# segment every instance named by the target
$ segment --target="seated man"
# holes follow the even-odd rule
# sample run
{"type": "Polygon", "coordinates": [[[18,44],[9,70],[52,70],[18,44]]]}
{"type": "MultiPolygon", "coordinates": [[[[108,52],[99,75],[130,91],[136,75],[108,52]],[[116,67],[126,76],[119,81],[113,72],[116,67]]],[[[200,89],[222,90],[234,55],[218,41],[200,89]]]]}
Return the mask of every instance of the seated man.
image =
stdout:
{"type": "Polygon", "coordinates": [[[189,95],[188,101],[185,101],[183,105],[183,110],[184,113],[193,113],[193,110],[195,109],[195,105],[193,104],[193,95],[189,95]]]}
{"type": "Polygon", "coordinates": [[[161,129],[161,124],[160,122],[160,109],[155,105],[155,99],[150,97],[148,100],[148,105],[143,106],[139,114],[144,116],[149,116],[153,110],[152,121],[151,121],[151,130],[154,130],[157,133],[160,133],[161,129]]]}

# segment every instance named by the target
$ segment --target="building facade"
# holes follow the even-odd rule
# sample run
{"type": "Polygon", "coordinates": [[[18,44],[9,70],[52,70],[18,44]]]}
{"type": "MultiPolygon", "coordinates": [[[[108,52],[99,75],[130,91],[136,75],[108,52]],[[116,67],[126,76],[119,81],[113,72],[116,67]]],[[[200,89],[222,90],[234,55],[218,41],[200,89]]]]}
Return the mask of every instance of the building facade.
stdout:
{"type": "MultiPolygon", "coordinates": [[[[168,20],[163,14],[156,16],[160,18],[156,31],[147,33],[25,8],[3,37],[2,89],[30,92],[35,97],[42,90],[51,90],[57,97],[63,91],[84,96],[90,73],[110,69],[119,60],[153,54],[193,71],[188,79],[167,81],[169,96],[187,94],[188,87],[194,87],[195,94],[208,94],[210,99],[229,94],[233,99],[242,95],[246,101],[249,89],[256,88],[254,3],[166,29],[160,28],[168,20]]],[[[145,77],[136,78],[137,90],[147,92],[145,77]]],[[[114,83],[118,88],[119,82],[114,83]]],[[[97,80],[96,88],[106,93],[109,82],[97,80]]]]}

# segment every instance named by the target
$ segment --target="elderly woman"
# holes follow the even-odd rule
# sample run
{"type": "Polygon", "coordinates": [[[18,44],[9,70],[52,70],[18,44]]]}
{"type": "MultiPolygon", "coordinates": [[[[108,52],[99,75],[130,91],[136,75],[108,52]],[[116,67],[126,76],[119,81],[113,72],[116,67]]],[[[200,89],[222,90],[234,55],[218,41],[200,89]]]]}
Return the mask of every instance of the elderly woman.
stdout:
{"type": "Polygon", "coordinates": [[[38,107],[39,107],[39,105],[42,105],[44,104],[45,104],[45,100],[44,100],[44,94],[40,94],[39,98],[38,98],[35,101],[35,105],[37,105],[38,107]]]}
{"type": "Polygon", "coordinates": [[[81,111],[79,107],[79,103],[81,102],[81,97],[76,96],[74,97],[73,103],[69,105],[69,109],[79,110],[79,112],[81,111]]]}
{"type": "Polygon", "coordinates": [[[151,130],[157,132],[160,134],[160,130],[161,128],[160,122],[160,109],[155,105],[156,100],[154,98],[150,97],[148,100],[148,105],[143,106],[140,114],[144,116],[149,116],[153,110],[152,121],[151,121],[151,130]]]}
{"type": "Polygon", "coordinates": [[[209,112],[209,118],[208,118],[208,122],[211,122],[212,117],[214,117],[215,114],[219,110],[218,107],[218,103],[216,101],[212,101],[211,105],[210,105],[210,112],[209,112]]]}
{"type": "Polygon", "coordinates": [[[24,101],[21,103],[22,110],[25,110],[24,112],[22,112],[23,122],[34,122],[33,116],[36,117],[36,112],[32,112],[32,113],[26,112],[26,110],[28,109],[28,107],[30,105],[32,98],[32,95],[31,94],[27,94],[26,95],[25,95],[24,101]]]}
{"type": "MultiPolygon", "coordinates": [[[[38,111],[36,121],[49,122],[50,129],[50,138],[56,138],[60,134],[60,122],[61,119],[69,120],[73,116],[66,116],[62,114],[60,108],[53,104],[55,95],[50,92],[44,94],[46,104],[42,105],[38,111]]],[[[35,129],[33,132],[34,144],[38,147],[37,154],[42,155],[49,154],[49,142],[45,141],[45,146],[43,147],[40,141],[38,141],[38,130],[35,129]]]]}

_EXERCISE INSTRUCTIONS:_ Please set down each line of the records exactly as given.

_WRITTEN RESPONSE:_
# segment every instance named by the target
$ segment --target="seated man"
# holes follow the even-odd rule
# sample run
{"type": "Polygon", "coordinates": [[[18,44],[9,70],[52,70],[18,44]]]}
{"type": "MultiPolygon", "coordinates": [[[[108,52],[99,75],[130,91],[136,75],[108,52]],[[116,67],[126,76],[119,81],[113,72],[116,67]]],[[[200,89],[222,90],[234,55],[218,41],[200,89]]]]}
Return the mask of every instance of the seated man.
image =
stdout:
{"type": "Polygon", "coordinates": [[[189,95],[188,101],[185,101],[183,105],[183,110],[184,113],[193,113],[193,110],[195,109],[195,105],[193,104],[193,95],[189,95]]]}
{"type": "Polygon", "coordinates": [[[161,129],[161,124],[160,122],[160,109],[155,105],[155,99],[150,97],[148,100],[148,105],[143,106],[139,114],[144,116],[149,116],[153,110],[152,121],[151,121],[151,130],[154,130],[157,133],[160,133],[161,129]]]}

# segment every instance named by the target
$ segment --target="building facade"
# holes follow the even-odd rule
# sample run
{"type": "Polygon", "coordinates": [[[18,44],[9,70],[52,70],[18,44]]]}
{"type": "MultiPolygon", "coordinates": [[[[108,52],[99,75],[130,91],[136,75],[108,52]],[[116,67],[126,76],[119,81],[113,72],[116,67]]],[[[200,89],[222,90],[234,55],[218,41],[200,89]]]]}
Return the mask of every instance of the building facade.
stdout:
{"type": "MultiPolygon", "coordinates": [[[[168,20],[163,14],[156,16],[160,18],[156,31],[147,33],[25,8],[3,37],[2,89],[30,92],[35,97],[42,90],[51,90],[57,97],[63,91],[84,96],[90,73],[110,69],[119,60],[153,54],[193,71],[188,79],[167,81],[169,96],[187,94],[188,87],[194,87],[195,94],[208,94],[210,99],[229,94],[233,99],[242,95],[246,101],[249,89],[256,88],[254,3],[166,29],[160,28],[168,20]]],[[[145,77],[136,78],[137,90],[147,92],[145,77]]],[[[114,83],[118,88],[119,82],[114,83]]],[[[97,80],[96,88],[106,93],[109,82],[97,80]]]]}

# segment every instance named by the target
$ segment --target="elderly woman"
# holes follow the even-odd rule
# sample run
{"type": "Polygon", "coordinates": [[[18,44],[9,70],[52,70],[18,44]]]}
{"type": "MultiPolygon", "coordinates": [[[[108,52],[99,75],[130,91],[136,75],[108,52]],[[116,67],[126,76],[119,81],[113,72],[116,67]]],[[[200,89],[222,90],[234,55],[218,41],[200,89]]]]}
Return the mask of every instance of the elderly woman.
stdout:
{"type": "Polygon", "coordinates": [[[38,107],[39,107],[39,105],[42,105],[44,104],[45,104],[45,100],[44,100],[44,94],[40,94],[39,98],[38,98],[35,101],[35,105],[37,105],[38,107]]]}
{"type": "Polygon", "coordinates": [[[81,111],[79,107],[79,103],[81,102],[81,97],[76,96],[74,97],[73,103],[69,105],[69,109],[79,110],[79,112],[81,111]]]}
{"type": "Polygon", "coordinates": [[[151,130],[157,132],[160,134],[160,130],[161,128],[160,122],[160,109],[155,105],[156,100],[154,98],[150,97],[148,100],[148,105],[143,106],[140,114],[144,116],[149,116],[153,110],[152,121],[151,121],[151,130]]]}
{"type": "Polygon", "coordinates": [[[209,112],[209,118],[208,118],[208,122],[211,122],[212,117],[214,117],[215,114],[219,110],[218,107],[218,103],[216,101],[212,101],[211,105],[210,105],[210,112],[209,112]]]}
{"type": "Polygon", "coordinates": [[[24,101],[21,103],[22,110],[25,110],[24,112],[22,112],[23,122],[34,122],[33,116],[36,117],[36,112],[32,112],[32,113],[26,112],[26,110],[28,109],[28,107],[30,105],[32,98],[32,95],[31,94],[27,94],[26,95],[25,95],[24,101]]]}
{"type": "MultiPolygon", "coordinates": [[[[38,111],[36,121],[49,122],[50,129],[50,138],[56,138],[60,134],[60,122],[61,119],[69,120],[73,116],[66,116],[62,114],[60,108],[53,104],[55,95],[50,92],[44,94],[46,104],[42,105],[38,111]]],[[[35,129],[33,132],[34,144],[38,147],[37,154],[42,155],[49,154],[49,142],[45,141],[45,146],[43,147],[40,141],[38,141],[38,130],[35,129]]]]}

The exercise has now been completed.